---------- Source extract
Meanwhile, the Institute for Justice & Democracy in Haiti is warning that the presence of troops from the UN "stabilization" mission in Haiti (also known as MINUSTAH) at polling stations "is more likely to trigger violence than prevent it."

UN troops and Haitian National Police killed two demonstrators at anti-MINUSTAH protests in the city of Cap Haitien on November 15 and 16. And over the following two days, they tear-gassed Haitians participating in a march in Port-au-Prince, which as journalist Kim Ives reported for Haiti Liberte, "seriously sickened many women and children in the tent camps on the Champ de Mars in front of the collapsed National Palace."

Calls for the withdrawal of the UN troops have been escalating amidst accusations that UN soldiers' fecal matter, dumped into a waterway that feeds into Haiti's Artibonite river, was the likely source of the cholera.

Prior to last month, there had never been a documented case of cholera in Haiti, and as late as March the U.S. Centers for Disease Control and Prevention (CDC) was saying that the illness was "extremely unlikely" to occur in Haiti. Today, the Pan-American Health Organization is projecting that 200,000 people may be infected within a year, and that "we may have 10,000 dead."

On October 27, Associated Press reporter Jonathan Katz broke the story of the suspected source of the cholera--an overflowing septic tank behind a UN base housing the Nepalese peacekeeping troops, who had arrived in Haiti just after a summer of cholera outbreaks in Nepal.

After visiting the site of the UN base, Katz reported that a tank was clearly overflowing. The back of the base smelled like a toilet had exploded. Reeking, dark liquid flowed out of a broken pipe, toward the river, from next to what the soldiers said were latrines. U.N. military police were taking samples in clear jars with sky-blue U.N. lids, clearly horrified.

At the shovel-dug waste pits across the street sat yellow-brown pools of feces where ducks and pigs swam in the overflow. The path to the river ran straight downhill.

According to Harvard University microbiology chair John Mekalanos, the cholera "very much likely did come either with peacekeepers or other relief personnel." "I don't see there is any way to avoid the conclusion that an unfortunate and presumably accidental introduction of the organism occurred," he recently told AP.

However the cholera epidemic sweeping the country raises a bigger question about the role of countries such as the U.S., Canada and France, that have boasted for years about all the "aid" they've provided to Haiti.
--------------------
→ **Explore the material**
1: Render this sentence from the passage on cholera in Haiti into Spanish: "Calls for the withdrawal of the UN troops have been escalating amidst accusations that UN soldiers' fecal matter, dumped into a waterway that feeds into Haiti's Artibonite river, was the likely source of the cholera."
2: Decide whether each statement agrees with the passage on cholera in Haiti, answering yes or no and quoting the words of the passage that settle it: (a) UN troops and Haitian National Police killed two demonstrators in Cap Haitien. (b) In March, the CDC considered cholera likely to appear in Haiti. (c) The UN base behind which the septic tank overflowed housed Nepalese peacekeeping troops.
3: Write the next paragraph of the passage on cholera in Haiti, picking up after its final sentence.
The saved entries are not required for any of the work on this page.
---------- Supplied entries
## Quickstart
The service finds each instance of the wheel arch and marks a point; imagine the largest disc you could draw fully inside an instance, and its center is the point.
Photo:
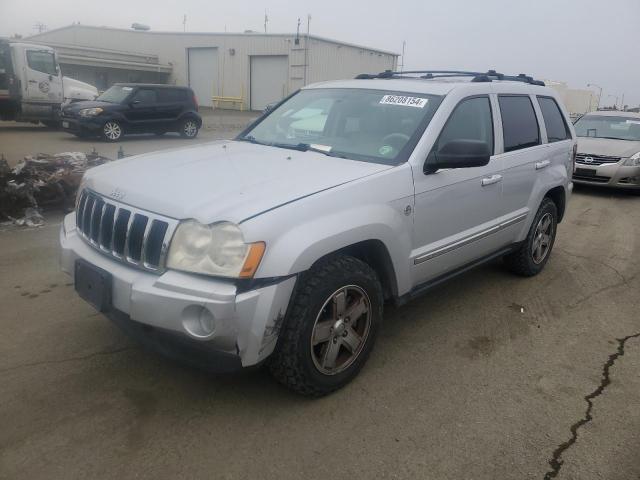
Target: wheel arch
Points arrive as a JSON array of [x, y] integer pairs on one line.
[[559, 197], [374, 253]]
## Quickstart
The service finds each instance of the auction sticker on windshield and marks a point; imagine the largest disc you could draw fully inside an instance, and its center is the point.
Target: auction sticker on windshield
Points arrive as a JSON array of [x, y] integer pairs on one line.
[[416, 102]]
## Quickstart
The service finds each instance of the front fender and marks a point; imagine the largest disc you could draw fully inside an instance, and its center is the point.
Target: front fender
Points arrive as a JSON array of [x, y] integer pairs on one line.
[[301, 233]]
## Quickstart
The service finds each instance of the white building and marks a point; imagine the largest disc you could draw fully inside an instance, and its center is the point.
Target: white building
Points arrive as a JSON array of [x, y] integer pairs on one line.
[[577, 101], [240, 69]]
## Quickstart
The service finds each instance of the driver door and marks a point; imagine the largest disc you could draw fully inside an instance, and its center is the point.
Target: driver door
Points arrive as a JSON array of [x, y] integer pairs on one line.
[[457, 210]]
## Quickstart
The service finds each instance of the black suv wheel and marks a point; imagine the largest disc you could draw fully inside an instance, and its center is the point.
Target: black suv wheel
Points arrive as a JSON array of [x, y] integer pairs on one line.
[[189, 128], [112, 131]]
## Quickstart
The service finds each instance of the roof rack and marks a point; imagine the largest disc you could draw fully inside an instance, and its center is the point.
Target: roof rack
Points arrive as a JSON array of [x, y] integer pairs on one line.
[[487, 76]]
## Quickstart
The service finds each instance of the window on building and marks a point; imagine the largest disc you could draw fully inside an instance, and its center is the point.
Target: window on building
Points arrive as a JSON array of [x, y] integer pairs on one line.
[[557, 129], [519, 123], [42, 61]]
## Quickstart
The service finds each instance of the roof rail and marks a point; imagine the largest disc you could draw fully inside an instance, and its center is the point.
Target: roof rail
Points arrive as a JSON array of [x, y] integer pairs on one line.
[[487, 76]]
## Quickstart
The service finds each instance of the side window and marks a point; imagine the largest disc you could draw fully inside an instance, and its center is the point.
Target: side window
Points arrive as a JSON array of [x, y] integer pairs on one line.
[[471, 120], [42, 61], [519, 123], [554, 121], [145, 95], [172, 95]]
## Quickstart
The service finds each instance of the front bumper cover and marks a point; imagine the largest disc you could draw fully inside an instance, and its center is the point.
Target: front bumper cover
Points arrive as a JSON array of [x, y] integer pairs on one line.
[[610, 175], [246, 323]]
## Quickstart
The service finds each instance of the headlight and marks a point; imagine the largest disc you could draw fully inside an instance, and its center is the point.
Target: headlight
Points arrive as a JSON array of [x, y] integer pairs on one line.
[[633, 161], [217, 249], [90, 112]]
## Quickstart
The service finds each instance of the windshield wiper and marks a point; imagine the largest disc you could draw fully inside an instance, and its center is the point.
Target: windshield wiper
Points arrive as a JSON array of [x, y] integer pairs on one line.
[[300, 147]]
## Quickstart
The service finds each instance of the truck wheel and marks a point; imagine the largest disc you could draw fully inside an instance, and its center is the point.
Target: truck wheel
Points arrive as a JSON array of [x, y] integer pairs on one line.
[[112, 131], [189, 128], [330, 328], [530, 258]]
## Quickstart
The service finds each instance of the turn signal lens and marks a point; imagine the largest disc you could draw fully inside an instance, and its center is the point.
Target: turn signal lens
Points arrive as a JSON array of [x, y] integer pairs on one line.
[[256, 250]]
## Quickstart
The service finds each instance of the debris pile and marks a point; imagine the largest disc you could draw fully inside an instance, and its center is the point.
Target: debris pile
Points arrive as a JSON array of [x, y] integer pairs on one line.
[[42, 180]]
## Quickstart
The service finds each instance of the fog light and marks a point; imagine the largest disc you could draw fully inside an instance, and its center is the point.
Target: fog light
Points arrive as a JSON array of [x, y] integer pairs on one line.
[[198, 322]]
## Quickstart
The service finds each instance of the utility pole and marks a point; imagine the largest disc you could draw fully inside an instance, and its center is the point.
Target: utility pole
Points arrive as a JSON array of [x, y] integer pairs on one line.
[[306, 49], [599, 94]]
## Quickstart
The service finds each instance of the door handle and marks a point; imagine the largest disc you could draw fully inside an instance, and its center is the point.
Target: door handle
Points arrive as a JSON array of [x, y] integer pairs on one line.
[[542, 164], [491, 180]]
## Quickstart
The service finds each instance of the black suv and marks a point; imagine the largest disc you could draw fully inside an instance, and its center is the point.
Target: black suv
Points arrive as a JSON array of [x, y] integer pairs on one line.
[[135, 108]]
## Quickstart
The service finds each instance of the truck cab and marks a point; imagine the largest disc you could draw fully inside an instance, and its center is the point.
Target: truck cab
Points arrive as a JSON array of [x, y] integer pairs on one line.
[[31, 85]]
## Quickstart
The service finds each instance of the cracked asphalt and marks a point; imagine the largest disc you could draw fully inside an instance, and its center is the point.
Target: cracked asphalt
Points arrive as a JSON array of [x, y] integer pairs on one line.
[[483, 378]]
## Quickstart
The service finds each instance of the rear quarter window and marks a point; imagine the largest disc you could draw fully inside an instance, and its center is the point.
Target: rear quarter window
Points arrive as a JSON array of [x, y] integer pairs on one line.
[[519, 122], [557, 129], [172, 95]]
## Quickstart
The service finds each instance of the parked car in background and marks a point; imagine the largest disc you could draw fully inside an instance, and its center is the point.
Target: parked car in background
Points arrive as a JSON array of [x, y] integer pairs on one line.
[[608, 149], [274, 248], [135, 108]]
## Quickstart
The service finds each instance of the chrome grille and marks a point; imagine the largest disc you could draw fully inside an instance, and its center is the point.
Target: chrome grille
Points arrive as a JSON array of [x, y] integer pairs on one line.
[[588, 159], [133, 236]]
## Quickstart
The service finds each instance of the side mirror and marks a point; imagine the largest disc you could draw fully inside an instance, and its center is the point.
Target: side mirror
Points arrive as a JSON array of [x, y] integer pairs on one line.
[[458, 154]]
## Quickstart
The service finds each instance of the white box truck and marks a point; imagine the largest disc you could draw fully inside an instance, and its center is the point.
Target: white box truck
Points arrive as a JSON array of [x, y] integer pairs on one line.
[[32, 88]]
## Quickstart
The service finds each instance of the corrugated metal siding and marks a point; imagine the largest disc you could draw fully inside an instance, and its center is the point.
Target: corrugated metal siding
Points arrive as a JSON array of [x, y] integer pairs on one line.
[[326, 60]]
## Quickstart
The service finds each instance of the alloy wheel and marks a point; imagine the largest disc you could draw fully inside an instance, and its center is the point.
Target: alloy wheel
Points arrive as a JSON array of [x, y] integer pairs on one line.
[[340, 330], [542, 238], [112, 130], [190, 128]]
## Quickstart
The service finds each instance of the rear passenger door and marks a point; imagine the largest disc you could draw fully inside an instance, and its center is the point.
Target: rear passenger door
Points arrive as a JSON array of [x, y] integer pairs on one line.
[[523, 152], [142, 113], [457, 210], [170, 105]]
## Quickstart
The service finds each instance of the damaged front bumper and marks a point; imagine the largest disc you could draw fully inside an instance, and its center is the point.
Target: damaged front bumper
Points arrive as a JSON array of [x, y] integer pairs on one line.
[[240, 327]]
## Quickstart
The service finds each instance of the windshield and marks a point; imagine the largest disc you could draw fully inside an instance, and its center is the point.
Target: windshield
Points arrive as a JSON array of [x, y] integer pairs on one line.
[[370, 125], [618, 128], [115, 94]]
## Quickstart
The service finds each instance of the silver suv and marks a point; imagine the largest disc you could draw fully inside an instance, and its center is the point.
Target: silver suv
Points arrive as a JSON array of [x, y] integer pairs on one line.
[[282, 245]]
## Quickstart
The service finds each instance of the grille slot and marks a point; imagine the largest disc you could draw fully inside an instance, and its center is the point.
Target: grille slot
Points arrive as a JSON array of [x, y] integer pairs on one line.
[[130, 235], [595, 159]]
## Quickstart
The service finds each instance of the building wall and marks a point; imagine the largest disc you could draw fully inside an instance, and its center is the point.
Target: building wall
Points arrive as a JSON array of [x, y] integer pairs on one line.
[[325, 60], [576, 101], [103, 78]]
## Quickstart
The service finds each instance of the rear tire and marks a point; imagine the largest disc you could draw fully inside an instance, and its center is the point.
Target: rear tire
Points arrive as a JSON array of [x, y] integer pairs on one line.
[[330, 328], [189, 128], [532, 255]]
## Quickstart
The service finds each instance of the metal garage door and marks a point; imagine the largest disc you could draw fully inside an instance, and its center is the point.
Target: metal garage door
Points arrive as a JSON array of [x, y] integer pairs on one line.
[[269, 79], [203, 74]]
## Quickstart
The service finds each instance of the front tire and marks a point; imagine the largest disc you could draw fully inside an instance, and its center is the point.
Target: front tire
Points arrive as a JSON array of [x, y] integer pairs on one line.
[[330, 328], [189, 128], [532, 255], [112, 131]]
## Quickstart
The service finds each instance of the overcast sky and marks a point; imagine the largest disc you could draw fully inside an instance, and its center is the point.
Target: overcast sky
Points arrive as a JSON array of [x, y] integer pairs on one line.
[[576, 41]]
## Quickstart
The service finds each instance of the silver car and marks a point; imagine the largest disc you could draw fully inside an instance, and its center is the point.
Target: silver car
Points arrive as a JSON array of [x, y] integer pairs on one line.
[[608, 150], [282, 245]]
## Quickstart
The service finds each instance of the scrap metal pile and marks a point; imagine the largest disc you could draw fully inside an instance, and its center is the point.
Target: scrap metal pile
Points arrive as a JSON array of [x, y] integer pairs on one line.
[[40, 181]]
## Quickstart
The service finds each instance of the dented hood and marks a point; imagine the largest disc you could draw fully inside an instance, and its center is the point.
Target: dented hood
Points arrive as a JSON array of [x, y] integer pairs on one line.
[[226, 180]]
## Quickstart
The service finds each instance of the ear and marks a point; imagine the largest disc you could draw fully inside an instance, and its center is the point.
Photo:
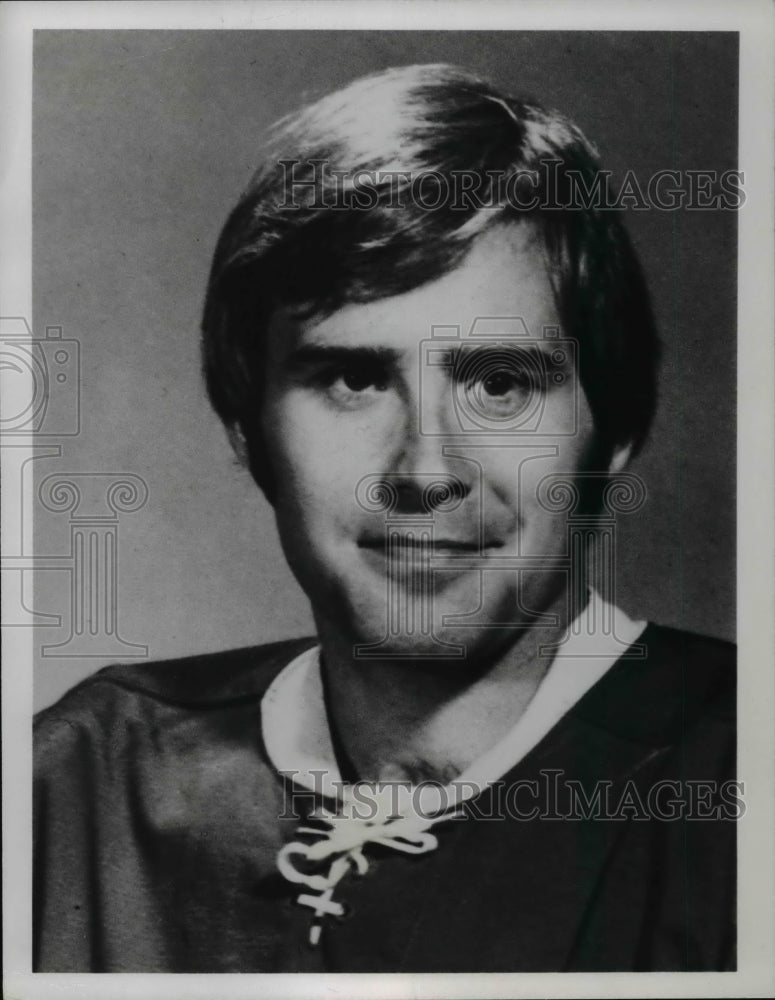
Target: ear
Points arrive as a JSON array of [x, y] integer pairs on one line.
[[238, 443], [620, 458]]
--------------------
→ **Exercise answers**
1: Los llamados a la retirada de las tropas de la ONU han ido en aumento en medio de acusaciones de que la materia fecal de los soldados de la ONU, vertida en un curso de agua que desemboca en el río Artibonite de Haití, fue la fuente probable del cólera.

2:
(a) Yes: "UN troops and Haitian National Police killed two demonstrators at anti-MINUSTAH protests in the city of Cap Haitien"
(b) No: "the illness was "extremely unlikely" to occur in Haiti"
(c) Yes: "an overflowing septic tank behind a UN base housing the Nepalese peacekeeping troops"

3:
I mean, with all this international "help," why on earth doesn't Haiti have the basic infrastructure that could have prevented the cholera outbreak?

Independent journalist Isabeau Doucet recently offered some very relevant context in a commentary for the Guardian, pointing out that

A decade ago, money was in place to address the country's failing water system. In 2000, a $54m (£34m) loan from the Inter-American Development Bank (IDB) should have given the Haitian government means to rehabilitate its urban and rural water systems."

However, "US foreign policy objectives of destabilising the democratically elected Aristide government got in the way," Doucet stated.

In a 2004 article for the London Review of Books, Harvard medical professor Paul Farmer, who is now the UN's Deputy Special Envoy for Haiti, specified that "Haitian and American sources have confirmed to me that the US asked the bank to block the loans."

At a UN donors' conference in March 2010, the international community promised $5.3 billion to rebuild Haiti after the January 12 earthquake. (A sum that is considerably less than the tens of billions of dollars Haiti is owed for the illegitimate debts that have been extorted from Haitians by Western governments and financial institutions since 1825.)

Nearly eight months after these pledges, an estimated 1.7 million people are still living under tarps in unsafe makeshift camps.

MINUSTAH recently issued a statement calling the organizers of recent protests in Haiti "the enemies of stability and democracy."

But protest seems the most reasonable response to the present situation.

Not least for those of us whose governments promised a bright future for a "New Haiti" just nine months ago.